The Punisher has been portrayed on the live-action screen by the likes of Dolph Lundgren, Thomas Jane, Ray Stevenson and Jon Bernthal.
Cyclops' concussive eye-beams are fueled by the ambient energy around him (like sunlight.) Due to a head injury, he can't turn off the beams, so he uses his ruby-quartz eyepieces to control them.
Invisible Woman (Sue Richards) is an original member of the Fantastic Four. She was created in 1961 by Stan Lee and Jack Kirby.
Shazam is actually an acronym. It stands for: S - the wisdom of Solomon, H - the strength of Hercules, A - the stamina of Atlas, Z - the power of Zeus, A - the courage of Achilles and M - the speed of Mercury. Shazam is also known as Captain Marvel.

RECORDS:
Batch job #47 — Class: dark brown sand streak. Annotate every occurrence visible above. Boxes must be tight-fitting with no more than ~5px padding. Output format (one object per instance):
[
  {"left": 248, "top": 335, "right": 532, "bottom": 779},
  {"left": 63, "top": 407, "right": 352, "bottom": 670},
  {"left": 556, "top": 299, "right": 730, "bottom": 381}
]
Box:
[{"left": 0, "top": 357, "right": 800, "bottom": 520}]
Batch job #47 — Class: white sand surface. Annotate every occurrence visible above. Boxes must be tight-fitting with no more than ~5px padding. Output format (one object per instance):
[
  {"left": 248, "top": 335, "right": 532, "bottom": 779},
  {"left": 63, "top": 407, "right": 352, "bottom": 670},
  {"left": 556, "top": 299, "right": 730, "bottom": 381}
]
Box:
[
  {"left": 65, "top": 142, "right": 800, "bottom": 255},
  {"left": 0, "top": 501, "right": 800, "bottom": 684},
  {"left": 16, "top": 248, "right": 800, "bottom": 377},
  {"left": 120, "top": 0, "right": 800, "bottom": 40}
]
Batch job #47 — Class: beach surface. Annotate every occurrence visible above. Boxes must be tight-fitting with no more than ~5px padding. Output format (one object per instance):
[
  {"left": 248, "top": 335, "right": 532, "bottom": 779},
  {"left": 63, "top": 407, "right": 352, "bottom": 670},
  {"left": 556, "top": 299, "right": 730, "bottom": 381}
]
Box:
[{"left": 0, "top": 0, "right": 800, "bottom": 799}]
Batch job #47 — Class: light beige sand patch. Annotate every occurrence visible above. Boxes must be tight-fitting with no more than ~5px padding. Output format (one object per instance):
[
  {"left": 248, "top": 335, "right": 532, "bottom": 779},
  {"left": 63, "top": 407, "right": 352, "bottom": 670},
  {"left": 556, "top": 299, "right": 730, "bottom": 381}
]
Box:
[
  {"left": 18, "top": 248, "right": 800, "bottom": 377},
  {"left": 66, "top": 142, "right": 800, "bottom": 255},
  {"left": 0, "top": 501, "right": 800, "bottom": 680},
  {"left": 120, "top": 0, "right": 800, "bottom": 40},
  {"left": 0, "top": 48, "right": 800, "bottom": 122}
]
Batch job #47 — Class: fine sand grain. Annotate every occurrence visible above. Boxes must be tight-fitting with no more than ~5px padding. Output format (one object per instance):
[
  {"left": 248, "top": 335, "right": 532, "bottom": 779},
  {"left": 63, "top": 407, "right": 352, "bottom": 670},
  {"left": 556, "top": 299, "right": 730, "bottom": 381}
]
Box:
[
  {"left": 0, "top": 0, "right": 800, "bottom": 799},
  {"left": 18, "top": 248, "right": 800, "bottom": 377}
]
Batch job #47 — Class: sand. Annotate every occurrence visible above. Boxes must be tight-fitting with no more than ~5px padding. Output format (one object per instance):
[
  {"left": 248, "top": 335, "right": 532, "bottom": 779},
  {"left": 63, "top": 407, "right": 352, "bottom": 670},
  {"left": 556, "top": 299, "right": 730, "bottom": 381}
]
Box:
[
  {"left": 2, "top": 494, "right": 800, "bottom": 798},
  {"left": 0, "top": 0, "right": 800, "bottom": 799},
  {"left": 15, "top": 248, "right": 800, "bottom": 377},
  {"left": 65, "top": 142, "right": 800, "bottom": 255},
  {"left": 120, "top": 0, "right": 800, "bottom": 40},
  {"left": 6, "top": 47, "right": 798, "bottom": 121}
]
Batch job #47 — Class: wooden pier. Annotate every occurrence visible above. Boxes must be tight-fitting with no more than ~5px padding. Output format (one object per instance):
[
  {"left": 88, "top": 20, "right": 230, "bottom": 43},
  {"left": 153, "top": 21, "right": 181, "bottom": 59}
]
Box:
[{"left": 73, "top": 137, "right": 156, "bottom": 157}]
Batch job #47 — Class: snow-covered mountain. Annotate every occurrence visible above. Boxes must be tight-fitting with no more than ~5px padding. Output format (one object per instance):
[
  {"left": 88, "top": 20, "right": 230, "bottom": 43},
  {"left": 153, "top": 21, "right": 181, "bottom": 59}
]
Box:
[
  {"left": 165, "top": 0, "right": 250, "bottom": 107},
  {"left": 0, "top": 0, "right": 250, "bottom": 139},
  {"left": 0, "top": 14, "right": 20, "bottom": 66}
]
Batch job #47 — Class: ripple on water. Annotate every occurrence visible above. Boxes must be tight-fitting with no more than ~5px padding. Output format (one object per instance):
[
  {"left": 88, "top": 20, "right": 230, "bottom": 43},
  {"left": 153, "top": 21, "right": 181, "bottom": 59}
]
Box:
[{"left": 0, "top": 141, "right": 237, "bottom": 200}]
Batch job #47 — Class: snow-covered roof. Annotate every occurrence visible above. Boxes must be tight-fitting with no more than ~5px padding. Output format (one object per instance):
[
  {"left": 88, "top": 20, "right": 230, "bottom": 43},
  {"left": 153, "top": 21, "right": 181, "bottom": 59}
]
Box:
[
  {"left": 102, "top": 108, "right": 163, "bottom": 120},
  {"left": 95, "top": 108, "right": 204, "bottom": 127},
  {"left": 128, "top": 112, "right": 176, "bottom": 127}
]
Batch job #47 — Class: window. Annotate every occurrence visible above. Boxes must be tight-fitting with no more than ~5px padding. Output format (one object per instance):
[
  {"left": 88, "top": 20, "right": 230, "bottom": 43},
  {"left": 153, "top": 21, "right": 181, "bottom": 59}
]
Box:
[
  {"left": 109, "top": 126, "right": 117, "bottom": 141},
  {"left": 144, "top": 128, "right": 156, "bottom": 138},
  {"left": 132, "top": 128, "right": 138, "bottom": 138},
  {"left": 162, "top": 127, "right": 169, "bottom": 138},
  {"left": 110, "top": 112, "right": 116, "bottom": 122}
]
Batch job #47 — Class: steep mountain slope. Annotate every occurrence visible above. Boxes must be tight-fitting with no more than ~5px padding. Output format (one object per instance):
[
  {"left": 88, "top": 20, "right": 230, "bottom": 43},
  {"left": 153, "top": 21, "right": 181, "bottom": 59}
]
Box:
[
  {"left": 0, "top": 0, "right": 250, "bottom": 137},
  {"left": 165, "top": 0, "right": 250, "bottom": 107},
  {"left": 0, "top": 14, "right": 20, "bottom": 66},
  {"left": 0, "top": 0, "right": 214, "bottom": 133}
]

EXERCISE INSTRUCTIONS:
(a) In the superhero trivia, what does Cyclops use to control his eye-beams?
(b) Render this sentence from the superhero trivia in Spanish: "Invisible Woman (Sue Richards) is an original member of the Fantastic Four."
The records have no role here.

ANSWERS BY ITEM NUMBER:
(a) His ruby-quartz eyepieces.

(b) La Mujer Invisible (Sue Richards) es un miembro original de los Cuatro Fantásticos.